### HOW TO COMPLETE THIS TASK
Copy the data from the line containing "</instance>" up to and including the line containing "430L114 427L66 433L45", with every character kept the same.

= = = = =

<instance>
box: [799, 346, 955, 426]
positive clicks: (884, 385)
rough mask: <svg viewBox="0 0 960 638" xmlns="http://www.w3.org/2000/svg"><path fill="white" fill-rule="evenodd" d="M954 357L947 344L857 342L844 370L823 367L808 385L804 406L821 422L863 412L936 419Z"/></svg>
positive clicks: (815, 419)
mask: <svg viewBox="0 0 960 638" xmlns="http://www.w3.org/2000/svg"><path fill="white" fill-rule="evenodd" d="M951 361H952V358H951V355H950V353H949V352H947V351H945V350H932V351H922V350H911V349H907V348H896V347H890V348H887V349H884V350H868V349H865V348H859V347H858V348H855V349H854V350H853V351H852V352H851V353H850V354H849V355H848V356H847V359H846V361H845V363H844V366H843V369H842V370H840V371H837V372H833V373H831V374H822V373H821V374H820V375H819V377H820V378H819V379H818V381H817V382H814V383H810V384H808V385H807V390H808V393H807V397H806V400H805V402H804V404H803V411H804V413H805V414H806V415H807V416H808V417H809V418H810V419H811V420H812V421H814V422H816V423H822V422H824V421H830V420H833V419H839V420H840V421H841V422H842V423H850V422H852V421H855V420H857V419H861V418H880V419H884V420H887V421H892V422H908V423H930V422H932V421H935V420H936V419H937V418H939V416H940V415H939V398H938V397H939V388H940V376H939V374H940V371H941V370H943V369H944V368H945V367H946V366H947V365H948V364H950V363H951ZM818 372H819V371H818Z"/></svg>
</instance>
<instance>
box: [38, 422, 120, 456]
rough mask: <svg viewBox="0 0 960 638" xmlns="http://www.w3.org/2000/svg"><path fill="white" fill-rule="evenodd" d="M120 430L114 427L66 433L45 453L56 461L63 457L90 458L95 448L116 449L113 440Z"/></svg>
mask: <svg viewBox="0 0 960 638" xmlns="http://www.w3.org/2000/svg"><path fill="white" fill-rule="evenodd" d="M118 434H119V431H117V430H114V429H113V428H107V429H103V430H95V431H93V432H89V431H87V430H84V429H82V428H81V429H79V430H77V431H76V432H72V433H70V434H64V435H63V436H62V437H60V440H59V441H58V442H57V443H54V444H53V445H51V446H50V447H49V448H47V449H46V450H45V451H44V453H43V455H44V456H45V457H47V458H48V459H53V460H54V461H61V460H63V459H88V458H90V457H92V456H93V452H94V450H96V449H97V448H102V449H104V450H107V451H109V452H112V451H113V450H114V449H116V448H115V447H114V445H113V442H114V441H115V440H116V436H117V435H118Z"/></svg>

= = = = =

### EXPECTED ANSWER
</instance>
<instance>
box: [38, 422, 120, 456]
rough mask: <svg viewBox="0 0 960 638" xmlns="http://www.w3.org/2000/svg"><path fill="white" fill-rule="evenodd" d="M120 430L114 427L66 433L45 453L56 461L63 457L90 458L95 448L116 449L113 440Z"/></svg>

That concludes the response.